··· Document section
LACONIA — The American Cancer Society Making Strides Against Breast Cancer initiative is hosting a 3.5 mile non-competitive fundraising walk, with a five mile option, on Sunday, Oct. 19 at 10 a.m.. The walk will begin at Opechee Park in Laconia, and will help the society do the most for people with breast cancer today to end the disease tomorrow.
Making Strides walks in nearly 300 communities nationwide, help to raise $60 million dollars for the American Cancer Society each year to save lives. The dollars raised fund groundbreaking research to find, prevent, treat, and cure breast cancer; ensure access to mammograms for women who need them; and provide free resources and support to the one in two newly diagnosed women who turn to the society for help and support, including transportation and lodging during treatment.
As of Friday there were 47 teams and 355 participants registered to take part in Sunday's event at Opechee and more than $34,195 had already been raised by participants.
Top fundraiser at that point was Diane Skilling of The Di'Namics with $1,905, followed by Vicki Fournier of the Big or Small, Save Them All team with $1,220 and Terri Higgins, also of The Di'Namics, with $1,210.
The Di'Namics led all fundraising teams as of Friday morning with $4,890, followed by the Moultonborough Women's Club with $4,463.64 and the Gilford Volleyball Team with $3,365.34.
Skilling says The 'Di'Namics Team was formed in 2004 by her sisters when she was first diagnosed with breast cancer.
''It is hard to believe it's been 10 years. I am doing great in that regard, although I had a little 'hiccup/recurrence' in 2006. I am happy to continue raising money to continue the fight to, hopefully, eradicate this disease that does not discriminate,'' says Skilling, who is in her 60s and says that her goal, and that of many other participants, is to ''celebrate more birthdays.''
She says her treatments included both chemotherapy and radiation and urges all women to be diligent in getting mammograms every year.
······
(Instructions):
A) Answer each question from the article on the Laconia breast cancer walk.
(i) At which park does the walk begin?
(ii) Which team led all fundraising teams as of Friday morning, and with what amount?
(iii) In what year was The Di'Namics team formed?
B) Write the next part of the article on the Laconia breast cancer walk, starting after its final sentence.
The lines that come after this play no part in the work on the article.
··· Data shown
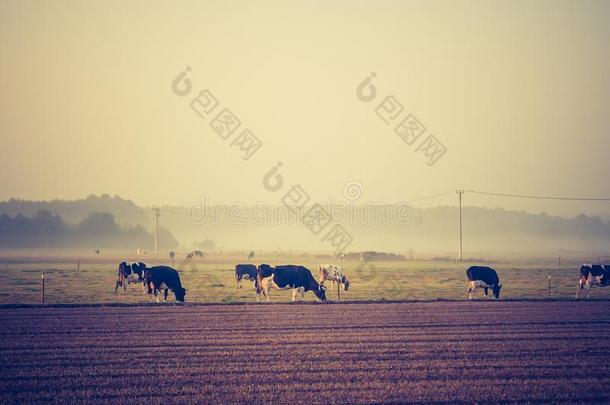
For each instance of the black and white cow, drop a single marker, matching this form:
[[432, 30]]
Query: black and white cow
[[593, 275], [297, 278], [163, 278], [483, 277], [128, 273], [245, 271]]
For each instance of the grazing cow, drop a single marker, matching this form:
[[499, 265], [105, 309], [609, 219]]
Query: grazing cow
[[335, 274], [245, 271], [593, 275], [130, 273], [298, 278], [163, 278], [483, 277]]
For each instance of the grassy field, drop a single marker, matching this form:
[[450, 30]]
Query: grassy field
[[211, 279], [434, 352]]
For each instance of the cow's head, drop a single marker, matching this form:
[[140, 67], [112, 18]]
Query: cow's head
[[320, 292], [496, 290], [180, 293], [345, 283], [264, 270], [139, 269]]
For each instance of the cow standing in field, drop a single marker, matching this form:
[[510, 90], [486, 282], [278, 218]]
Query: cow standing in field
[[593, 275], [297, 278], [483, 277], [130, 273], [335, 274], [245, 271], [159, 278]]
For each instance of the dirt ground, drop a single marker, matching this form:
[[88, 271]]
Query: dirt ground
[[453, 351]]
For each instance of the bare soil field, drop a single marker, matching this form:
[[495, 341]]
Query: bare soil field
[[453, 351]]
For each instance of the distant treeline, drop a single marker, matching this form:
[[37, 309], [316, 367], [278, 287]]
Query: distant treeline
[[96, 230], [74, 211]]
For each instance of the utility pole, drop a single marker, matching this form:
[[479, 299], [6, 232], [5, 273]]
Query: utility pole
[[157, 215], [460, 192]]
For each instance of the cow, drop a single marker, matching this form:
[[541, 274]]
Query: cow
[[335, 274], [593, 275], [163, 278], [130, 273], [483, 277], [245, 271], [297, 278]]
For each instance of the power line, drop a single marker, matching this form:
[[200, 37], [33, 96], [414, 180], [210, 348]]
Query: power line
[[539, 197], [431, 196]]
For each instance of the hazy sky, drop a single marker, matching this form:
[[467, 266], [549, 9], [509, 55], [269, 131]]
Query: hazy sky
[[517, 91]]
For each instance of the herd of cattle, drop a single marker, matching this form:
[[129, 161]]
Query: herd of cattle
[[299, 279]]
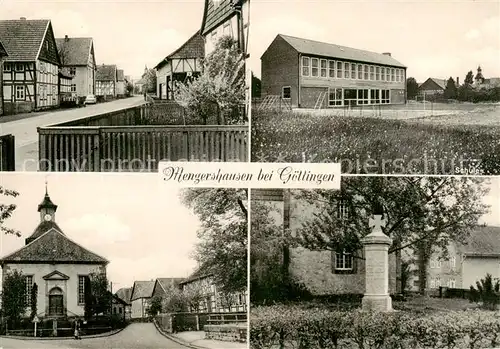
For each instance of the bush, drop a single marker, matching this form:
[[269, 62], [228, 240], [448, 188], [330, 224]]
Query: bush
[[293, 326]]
······
··· Data shown
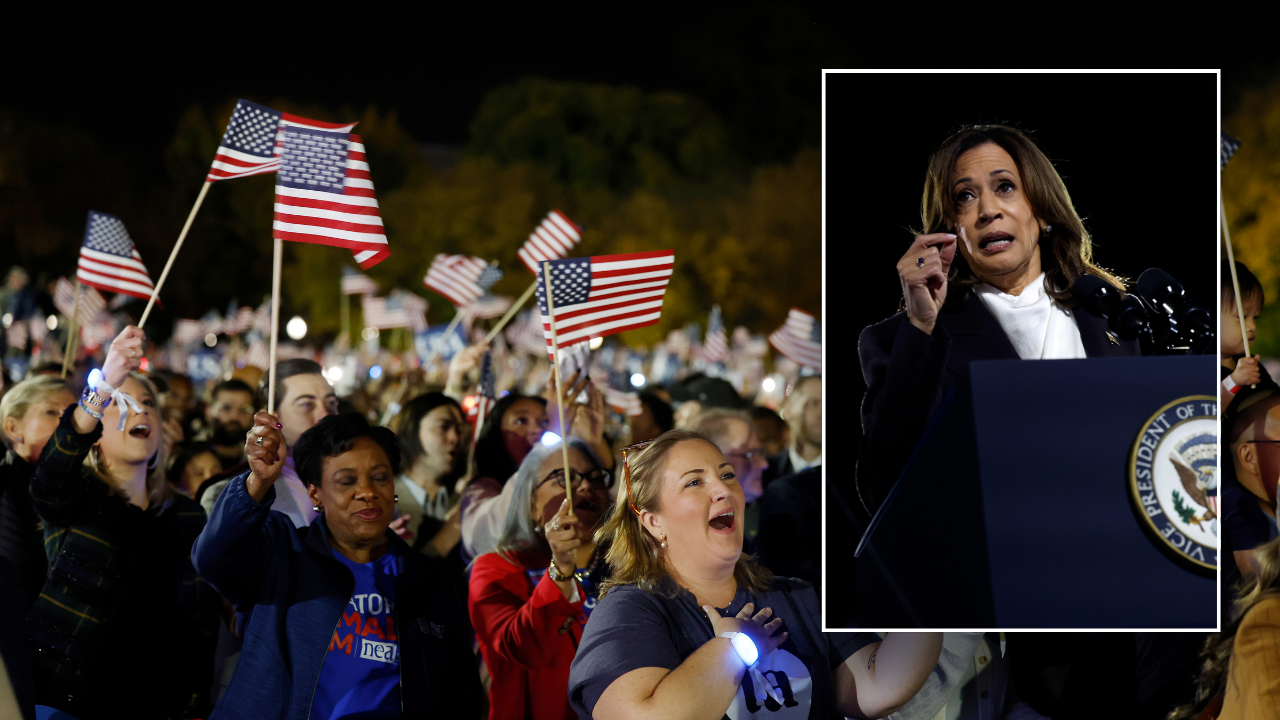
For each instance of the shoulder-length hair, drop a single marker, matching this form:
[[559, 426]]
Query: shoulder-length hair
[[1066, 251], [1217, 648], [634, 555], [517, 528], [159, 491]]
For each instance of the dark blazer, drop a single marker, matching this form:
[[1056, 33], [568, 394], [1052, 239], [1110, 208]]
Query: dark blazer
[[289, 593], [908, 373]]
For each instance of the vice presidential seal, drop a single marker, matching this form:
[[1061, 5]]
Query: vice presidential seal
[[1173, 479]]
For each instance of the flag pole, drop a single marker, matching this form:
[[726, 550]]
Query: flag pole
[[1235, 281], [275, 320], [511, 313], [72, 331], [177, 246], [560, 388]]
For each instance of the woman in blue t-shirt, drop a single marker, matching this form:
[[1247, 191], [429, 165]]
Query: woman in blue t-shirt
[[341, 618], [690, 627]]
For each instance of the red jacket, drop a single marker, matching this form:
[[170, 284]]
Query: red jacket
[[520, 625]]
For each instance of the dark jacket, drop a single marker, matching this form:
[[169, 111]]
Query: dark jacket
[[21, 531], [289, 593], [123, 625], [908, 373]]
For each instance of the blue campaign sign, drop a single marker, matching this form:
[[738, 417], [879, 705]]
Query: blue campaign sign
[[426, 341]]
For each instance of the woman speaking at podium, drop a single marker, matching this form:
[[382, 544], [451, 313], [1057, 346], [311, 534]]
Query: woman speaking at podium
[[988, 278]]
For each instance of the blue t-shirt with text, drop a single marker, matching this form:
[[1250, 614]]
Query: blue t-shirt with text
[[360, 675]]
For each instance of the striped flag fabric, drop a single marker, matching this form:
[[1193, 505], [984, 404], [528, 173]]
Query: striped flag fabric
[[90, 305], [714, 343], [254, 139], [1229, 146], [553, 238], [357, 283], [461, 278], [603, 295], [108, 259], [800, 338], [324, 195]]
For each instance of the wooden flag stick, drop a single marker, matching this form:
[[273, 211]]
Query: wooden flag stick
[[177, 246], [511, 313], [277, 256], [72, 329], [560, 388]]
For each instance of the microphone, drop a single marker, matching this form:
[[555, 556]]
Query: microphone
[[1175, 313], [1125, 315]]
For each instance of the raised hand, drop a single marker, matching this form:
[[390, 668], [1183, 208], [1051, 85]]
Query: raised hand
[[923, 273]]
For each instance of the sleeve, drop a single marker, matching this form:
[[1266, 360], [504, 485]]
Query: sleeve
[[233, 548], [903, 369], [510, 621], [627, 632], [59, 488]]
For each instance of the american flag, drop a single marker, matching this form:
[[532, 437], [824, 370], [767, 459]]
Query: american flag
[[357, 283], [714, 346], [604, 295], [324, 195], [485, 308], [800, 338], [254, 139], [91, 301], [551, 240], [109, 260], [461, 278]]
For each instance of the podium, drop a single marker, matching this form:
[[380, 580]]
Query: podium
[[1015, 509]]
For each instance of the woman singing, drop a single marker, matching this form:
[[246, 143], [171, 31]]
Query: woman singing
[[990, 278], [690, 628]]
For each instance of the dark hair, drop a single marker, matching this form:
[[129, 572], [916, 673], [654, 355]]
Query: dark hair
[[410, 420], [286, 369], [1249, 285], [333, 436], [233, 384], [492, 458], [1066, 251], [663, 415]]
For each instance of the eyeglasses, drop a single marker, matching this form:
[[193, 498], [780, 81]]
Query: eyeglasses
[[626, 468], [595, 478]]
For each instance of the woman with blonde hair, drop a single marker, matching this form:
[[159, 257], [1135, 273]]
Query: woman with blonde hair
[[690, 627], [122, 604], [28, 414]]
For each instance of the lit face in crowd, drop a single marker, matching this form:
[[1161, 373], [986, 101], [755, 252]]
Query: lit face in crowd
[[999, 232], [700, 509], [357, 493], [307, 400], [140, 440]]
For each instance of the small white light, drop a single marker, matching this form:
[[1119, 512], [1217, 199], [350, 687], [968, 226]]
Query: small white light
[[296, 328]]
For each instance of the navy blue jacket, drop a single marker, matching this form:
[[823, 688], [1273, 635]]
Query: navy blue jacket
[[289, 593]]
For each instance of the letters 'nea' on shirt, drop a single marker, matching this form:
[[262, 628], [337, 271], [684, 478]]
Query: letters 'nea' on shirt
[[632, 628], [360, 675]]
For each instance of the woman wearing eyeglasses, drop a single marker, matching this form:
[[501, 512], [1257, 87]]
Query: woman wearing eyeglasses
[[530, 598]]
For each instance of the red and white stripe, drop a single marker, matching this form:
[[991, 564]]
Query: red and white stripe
······
··· Data shown
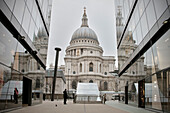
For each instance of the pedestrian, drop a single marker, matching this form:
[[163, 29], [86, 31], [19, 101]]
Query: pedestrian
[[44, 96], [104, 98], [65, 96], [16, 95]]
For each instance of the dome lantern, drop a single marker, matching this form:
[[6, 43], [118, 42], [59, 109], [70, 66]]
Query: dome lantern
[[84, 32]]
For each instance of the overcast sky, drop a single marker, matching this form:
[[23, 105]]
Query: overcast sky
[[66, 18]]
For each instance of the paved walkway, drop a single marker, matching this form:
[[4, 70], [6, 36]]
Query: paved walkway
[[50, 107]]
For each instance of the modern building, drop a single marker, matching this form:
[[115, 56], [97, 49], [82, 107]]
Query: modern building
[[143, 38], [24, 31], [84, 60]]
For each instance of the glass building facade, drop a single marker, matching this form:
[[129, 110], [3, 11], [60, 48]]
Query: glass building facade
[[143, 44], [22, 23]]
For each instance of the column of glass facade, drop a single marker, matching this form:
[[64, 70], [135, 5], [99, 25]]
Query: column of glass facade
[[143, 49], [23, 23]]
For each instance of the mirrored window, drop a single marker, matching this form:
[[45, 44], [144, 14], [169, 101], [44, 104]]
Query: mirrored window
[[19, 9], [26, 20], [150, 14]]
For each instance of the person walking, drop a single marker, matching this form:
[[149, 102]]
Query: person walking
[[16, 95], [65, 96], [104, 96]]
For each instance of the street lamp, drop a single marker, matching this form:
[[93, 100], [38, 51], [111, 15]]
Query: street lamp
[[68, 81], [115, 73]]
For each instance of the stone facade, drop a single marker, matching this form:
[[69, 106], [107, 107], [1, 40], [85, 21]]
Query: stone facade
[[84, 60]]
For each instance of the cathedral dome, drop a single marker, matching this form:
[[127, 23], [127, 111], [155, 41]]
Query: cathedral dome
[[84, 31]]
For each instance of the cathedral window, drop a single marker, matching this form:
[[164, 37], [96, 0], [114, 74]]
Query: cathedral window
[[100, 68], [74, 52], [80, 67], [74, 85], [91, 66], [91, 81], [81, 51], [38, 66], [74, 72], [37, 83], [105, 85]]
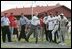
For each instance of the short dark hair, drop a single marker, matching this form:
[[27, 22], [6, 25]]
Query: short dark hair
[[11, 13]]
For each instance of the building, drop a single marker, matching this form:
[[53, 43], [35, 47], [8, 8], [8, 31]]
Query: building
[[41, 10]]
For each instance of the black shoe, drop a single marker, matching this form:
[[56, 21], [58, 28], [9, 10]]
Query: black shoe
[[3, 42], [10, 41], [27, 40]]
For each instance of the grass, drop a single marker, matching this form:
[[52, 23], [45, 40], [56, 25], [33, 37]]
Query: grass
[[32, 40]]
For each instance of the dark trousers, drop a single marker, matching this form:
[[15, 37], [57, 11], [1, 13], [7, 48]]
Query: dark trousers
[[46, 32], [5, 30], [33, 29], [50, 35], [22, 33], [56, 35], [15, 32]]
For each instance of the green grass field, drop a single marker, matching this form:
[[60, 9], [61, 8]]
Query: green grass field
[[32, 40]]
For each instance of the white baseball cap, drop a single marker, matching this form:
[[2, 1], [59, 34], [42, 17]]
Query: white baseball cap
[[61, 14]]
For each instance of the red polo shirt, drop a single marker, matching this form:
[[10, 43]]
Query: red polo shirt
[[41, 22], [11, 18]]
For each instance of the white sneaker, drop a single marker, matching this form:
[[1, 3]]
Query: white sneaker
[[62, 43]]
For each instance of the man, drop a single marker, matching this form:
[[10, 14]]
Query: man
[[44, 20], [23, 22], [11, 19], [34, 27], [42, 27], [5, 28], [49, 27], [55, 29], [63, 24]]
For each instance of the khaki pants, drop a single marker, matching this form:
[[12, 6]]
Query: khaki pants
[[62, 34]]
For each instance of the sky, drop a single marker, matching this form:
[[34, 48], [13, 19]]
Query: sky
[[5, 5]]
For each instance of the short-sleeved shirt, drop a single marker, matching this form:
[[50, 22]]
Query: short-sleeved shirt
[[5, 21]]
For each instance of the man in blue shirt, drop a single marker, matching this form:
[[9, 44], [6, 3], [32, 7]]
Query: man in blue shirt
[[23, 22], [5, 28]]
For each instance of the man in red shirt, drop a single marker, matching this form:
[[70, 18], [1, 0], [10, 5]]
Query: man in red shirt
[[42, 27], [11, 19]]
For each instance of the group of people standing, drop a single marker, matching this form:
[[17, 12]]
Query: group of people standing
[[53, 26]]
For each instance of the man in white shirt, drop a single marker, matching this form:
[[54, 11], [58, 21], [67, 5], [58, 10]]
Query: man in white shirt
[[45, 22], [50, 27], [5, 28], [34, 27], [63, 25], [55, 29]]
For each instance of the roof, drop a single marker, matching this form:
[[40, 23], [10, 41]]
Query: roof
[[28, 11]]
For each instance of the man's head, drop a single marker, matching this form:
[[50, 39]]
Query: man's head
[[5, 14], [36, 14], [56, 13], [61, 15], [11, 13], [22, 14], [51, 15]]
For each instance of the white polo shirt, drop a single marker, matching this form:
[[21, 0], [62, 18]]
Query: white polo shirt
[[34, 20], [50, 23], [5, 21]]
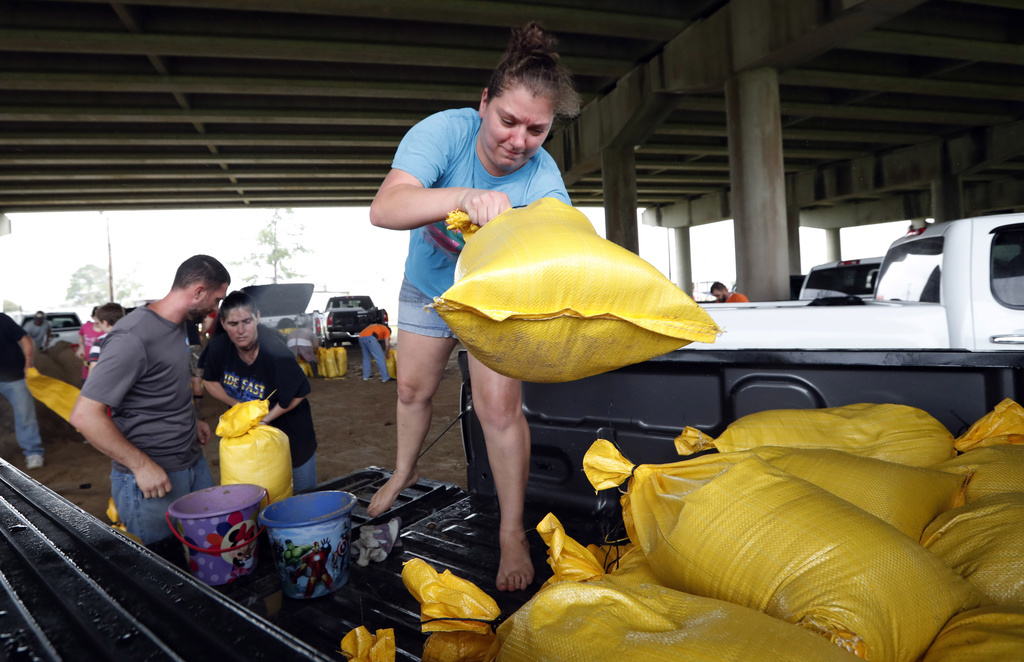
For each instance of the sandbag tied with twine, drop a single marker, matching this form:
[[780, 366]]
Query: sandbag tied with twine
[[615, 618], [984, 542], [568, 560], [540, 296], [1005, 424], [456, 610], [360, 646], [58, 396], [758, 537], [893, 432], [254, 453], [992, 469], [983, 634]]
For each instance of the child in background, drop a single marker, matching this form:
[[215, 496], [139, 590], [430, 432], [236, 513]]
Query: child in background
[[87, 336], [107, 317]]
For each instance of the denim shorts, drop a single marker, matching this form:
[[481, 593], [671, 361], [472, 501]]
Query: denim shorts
······
(Responses to the exercise):
A)
(i) Opechee Park in Laconia
(ii) The Di'Namics, with $4,890
(iii) 2004

B)
''Our small team of 10 now has five breast cancer survivors. Sunday's event is our opportunity to honor breast cancer survivors, remember people we have lost, and help raise funds for groundbreaking research, information and services for people fighting breast cancer, and mammograms for women who need them,'' says .
Vicki Fournier of the Big or Small, Save them All team, is also a breast cancer survivor and comes from a family with a history of breast cancer.
''My mom died of breast cancer in April 2001. I was diagnosed with breast cancer in March 2012. I have the triple crown: ER, PR & HER2. I have finished treatments and am cancer free. This was the biggest battle of my life and if it wasn't for my in-laws, cousin (Karen) and many friends I do not think I would have made it though. Thank you all for your love, words of encouragement and support'' says Fournier.
She says that Making Strides not only provides an opportunity to join the community to fight back against breast cancer, but it is also a way to inspire hope by raising funds and awareness to help those facing the disease.
''That's why I'm walking, for my mom, me and every woman out there, Get your mammograms, do your self exams. Early detection saves lives,'' says Fournier.
"Making Strides Against Breast Cancer unites us to walk together as the most powerful force to end breast cancer," said Erinn Drouin, American Cancer Society staff partner for the Greater Lakes Region "The progress we are making is remarkable, but we need volunteers to help us finish the fight."
Drouin says that today one of every two women newly diagnosed with breast cancer reaches out to the American Cancer Society for help and support. The donations raised by the teams will help more than 2.9 million breast cancer survivors celebrate another birthday this year.
''Saving lives from breast cancer starts one team, one walker, and one dollar at a time. We know that the American Cancer Society is the leader in the fight to end breast cancer. We know that supporting them will ensure that if you need someone to talk to anytime of the day or night, they'll be there. If your friend is losing her hair from chemo, your mother needs a ride to treatment, or a loved one needs a place to stay when treatment is far from home, they will be there to help,'' says Drouin.